(PASSAGE)
Sanseer Mill Assoc. v. Conn. Svcs. of Bristol, No. 355675 (Oct. 26, 1990)

[EDITOR'S NOTE: This case is unpublished as indicated by the issuing court.] MEMORANDUM OF DECISION TO AFFIRM AND TO VACATE ARBITRATION AWARD FACTS On or about April 6, 1986, Sanseer Mill Associates Limited Partnership (Sanseer) and Construction Services of Bristol, Inc. (Construction) were engaged in a complicated construction contract dispute. In the process certain funds in the total amount of $104,100 were put in escrow with Attorneys Pepe and Hazard. That escrow, although all in cash, derives from two different agreements. One is derived from the parties' agreement to place $69,594 in cash in escrow to cover certain cash payments which were due Construction and the other derived from an agreement to substitute $34,500 in cash for a letter of credit in favor of Construction.

On February 17, 1989, Sanseer and Construction entered into a stipulation in this action (Freed, J.) under which additional issues were seemingly made part of the submission to arbitration, but on or about November 21, 1989, Sanseer and Construction limited the submission by entering into a "Stipulation Re: Scope of Arbitration" (the Submission) and it is that stipulation which is the Submission for the purposes of this memorandum.

(REQUIRED ACTIONS)
1) In the court memorandum, what total amount of funds was put in escrow with Attorneys Pepe and Hazard?
2) Reproduce the stretch of the court memorandum from "[EDITOR'S NOTE: This" through "favor of Construction.".

(EXCERPTED RECORDS)

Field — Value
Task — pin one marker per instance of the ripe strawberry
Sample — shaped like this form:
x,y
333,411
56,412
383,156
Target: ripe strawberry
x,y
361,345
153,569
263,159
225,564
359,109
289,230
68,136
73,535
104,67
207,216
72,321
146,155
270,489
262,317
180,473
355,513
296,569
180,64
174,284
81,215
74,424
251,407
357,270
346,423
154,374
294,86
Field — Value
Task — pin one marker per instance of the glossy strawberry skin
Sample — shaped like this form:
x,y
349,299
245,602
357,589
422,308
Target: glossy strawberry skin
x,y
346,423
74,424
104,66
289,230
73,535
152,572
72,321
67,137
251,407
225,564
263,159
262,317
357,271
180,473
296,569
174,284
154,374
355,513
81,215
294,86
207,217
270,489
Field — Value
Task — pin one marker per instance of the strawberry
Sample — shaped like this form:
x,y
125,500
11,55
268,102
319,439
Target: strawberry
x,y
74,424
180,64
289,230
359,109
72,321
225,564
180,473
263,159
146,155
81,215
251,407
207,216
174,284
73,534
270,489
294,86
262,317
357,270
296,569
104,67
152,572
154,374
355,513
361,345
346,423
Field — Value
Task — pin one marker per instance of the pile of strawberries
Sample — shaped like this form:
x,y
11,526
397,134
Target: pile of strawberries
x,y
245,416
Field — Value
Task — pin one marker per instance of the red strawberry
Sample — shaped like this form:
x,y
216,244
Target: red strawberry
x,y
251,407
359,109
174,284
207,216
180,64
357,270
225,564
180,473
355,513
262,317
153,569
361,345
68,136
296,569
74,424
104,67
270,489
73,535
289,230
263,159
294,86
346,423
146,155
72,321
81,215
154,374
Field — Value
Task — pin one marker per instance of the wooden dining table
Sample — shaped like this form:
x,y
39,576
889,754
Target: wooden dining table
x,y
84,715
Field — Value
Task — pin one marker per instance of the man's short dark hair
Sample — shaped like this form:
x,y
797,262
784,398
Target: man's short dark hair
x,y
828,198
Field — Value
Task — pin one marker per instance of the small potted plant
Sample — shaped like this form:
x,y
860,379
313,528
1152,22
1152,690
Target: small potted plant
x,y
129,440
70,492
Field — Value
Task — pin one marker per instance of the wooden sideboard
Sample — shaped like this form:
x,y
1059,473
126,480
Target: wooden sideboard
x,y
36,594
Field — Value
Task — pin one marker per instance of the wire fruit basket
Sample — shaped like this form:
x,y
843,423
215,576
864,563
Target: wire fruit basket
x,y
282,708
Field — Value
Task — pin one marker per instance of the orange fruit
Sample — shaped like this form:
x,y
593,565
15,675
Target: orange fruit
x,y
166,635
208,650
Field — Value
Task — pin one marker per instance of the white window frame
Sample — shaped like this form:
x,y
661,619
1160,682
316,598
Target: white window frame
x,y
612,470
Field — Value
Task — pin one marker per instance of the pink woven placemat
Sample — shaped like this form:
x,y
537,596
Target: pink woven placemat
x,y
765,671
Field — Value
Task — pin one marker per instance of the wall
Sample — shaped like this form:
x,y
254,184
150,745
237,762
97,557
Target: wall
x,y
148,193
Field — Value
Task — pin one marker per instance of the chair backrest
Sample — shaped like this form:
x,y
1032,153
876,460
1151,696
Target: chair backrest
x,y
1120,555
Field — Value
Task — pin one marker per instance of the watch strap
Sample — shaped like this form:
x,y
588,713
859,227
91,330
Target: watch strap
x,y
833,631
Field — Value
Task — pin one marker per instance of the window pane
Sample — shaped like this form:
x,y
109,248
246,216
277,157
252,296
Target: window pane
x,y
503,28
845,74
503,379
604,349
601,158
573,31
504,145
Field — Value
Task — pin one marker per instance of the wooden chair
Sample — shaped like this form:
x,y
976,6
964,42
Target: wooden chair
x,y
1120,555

(PROBLEM SOLUTIONS)
1) $104,100

2)
[EDITOR'S NOTE: This case is unpublished as indicated by the issuing court.] MEMORANDUM OF DECISION TO AFFIRM AND TO VACATE ARBITRATION AWARD FACTS On or about April 6, 1986, Sanseer Mill Associates Limited Partnership (Sanseer) and Construction Services of Bristol, Inc. (Construction) were engaged in a complicated construction contract dispute. In the process certain funds in the total amount of $104,100 were put in escrow with Attorneys Pepe and Hazard. That escrow, although all in cash, derives from two different agreements. One is derived from the parties' agreement to place $69,594 in cash in escrow to cover certain cash payments which were due Construction and the other derived from an agreement to substitute $34,500 in cash for a letter of credit in favor of Construction.